### AIM
Rewrite the stretch of the listing from its start through the line that contains "left=397, top=403, right=438, bottom=538", changing every "relevant region" to "matching region" and leaving everything else as it is.
━━━━━━━━━━━━━━━━━━━━
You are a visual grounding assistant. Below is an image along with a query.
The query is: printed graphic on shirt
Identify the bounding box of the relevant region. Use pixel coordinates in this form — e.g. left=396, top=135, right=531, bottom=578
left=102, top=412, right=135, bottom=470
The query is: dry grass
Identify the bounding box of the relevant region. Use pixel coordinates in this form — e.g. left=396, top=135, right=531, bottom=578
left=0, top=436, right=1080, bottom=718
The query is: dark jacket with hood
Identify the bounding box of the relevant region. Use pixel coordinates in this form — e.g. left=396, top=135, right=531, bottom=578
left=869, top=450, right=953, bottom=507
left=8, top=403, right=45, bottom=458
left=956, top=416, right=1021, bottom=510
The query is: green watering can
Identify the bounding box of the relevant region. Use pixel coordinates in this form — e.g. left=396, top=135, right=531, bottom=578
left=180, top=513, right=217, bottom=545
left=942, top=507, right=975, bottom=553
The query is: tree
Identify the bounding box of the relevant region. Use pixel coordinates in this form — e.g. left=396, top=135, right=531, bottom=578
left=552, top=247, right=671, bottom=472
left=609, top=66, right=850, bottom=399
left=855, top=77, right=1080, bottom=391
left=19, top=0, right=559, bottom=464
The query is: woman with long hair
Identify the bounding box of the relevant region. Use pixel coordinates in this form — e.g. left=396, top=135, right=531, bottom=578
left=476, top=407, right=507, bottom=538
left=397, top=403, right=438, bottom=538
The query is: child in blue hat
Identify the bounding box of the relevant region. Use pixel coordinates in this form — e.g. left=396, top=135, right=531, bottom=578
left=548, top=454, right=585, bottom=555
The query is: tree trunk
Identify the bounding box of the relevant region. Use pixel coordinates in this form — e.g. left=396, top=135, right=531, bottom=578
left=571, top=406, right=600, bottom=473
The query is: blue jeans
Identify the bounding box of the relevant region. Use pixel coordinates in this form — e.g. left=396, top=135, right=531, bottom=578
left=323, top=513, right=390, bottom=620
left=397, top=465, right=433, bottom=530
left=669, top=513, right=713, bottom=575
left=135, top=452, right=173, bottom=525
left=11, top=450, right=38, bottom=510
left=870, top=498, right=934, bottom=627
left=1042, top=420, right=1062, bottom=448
━━━━━━━━━━━━━━━━━━━━
### WRITTEN SOLUTION
You are a visual grounding assistant. Below is an image along with a query.
The query is: printed graphic on shirt
Identify the bounding box of the matching region. Use pixel coordinates in this form — e.g. left=396, top=135, right=531, bottom=578
left=102, top=412, right=135, bottom=470
The query is: dry grass
Identify the bounding box of the matching region. Use pixel coordinates in this form — e.g. left=396, top=135, right=531, bottom=578
left=0, top=436, right=1080, bottom=718
The query is: dark jacket with hood
Identify the bounding box of the matching region. Use pixel coordinates in this form — e.g. left=396, top=135, right=531, bottom=578
left=869, top=450, right=953, bottom=507
left=8, top=403, right=45, bottom=458
left=956, top=416, right=1021, bottom=510
The query is: green watering can
Identify the bounding box of the matching region. Use pixel coordinates in this form — e.g. left=396, top=135, right=531, bottom=578
left=180, top=513, right=217, bottom=545
left=942, top=507, right=975, bottom=553
The query is: tree
Identify the bounding box of the matching region. Use pixel coordinates in this form — e.g. left=396, top=135, right=531, bottom=578
left=552, top=247, right=671, bottom=472
left=609, top=66, right=850, bottom=399
left=855, top=77, right=1080, bottom=391
left=19, top=0, right=559, bottom=464
The query is: woman with long hair
Identify the bounding box of the matching region. Use pixel coordinates in this form — e.g. left=396, top=135, right=531, bottom=578
left=476, top=407, right=507, bottom=538
left=397, top=403, right=438, bottom=538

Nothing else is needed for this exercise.